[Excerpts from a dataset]
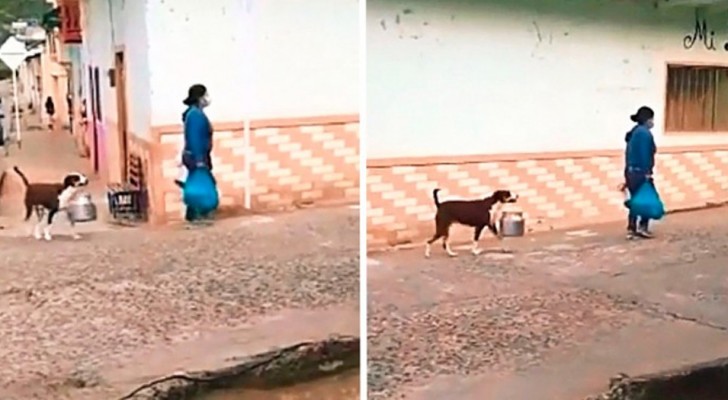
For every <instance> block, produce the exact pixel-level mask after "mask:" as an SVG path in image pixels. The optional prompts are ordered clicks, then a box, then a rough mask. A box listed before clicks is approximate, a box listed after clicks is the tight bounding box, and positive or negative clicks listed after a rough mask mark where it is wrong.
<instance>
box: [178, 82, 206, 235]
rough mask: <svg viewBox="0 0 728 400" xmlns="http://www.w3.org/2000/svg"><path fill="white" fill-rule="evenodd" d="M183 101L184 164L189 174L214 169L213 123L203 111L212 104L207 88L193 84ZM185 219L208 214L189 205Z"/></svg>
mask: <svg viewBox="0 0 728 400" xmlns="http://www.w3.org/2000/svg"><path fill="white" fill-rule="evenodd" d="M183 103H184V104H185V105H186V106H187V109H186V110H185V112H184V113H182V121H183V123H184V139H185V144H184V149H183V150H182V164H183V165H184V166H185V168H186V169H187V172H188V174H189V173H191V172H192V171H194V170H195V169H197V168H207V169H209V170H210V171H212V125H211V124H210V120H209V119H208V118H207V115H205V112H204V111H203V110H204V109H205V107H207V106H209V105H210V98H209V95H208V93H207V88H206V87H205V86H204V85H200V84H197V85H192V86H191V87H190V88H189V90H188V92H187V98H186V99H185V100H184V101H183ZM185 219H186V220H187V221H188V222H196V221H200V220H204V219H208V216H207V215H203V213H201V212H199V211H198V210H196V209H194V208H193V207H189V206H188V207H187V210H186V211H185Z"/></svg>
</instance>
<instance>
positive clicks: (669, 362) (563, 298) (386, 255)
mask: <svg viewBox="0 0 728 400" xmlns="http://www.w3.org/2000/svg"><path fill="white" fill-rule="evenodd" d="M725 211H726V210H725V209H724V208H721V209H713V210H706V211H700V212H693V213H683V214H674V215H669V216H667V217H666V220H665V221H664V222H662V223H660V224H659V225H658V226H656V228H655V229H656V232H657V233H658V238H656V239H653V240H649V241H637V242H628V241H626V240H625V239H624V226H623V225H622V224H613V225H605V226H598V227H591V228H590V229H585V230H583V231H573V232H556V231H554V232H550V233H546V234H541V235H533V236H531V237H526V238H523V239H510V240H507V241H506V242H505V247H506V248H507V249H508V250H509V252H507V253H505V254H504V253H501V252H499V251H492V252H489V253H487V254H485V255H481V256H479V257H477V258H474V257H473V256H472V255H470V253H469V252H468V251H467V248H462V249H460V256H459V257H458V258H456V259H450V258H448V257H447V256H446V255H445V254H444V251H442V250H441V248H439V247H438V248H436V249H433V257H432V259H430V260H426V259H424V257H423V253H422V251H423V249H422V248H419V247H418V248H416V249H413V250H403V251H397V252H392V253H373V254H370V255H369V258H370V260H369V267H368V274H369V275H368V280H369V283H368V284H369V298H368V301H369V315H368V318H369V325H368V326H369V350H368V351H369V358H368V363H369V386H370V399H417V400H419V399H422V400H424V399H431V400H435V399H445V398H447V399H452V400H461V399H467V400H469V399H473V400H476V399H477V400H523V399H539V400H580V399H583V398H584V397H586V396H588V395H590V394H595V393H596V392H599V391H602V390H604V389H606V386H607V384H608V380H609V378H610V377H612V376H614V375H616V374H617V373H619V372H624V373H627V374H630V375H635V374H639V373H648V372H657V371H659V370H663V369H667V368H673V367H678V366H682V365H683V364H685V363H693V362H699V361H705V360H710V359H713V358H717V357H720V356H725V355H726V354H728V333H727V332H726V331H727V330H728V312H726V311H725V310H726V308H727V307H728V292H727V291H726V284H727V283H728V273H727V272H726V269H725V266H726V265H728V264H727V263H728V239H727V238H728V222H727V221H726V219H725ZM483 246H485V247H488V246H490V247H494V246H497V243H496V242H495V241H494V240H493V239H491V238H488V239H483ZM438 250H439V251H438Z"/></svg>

GOAL OF THE EXERCISE | Return every line of the entries above that contains the string "clicks". Treat case as significant.

SOLUTION TO THIS EXERCISE |
For every <instance> block, produce the exact pixel-level mask after "mask:" as an SVG path in image pixels. The optional prompts are ordered clicks, then a box, then a rough mask. A box listed before clicks is approximate, a box listed after clicks is the tight bounding box, and positive or negative clicks listed after a rough mask mark where it is wrong.
positive clicks: (669, 362) (563, 298) (386, 255)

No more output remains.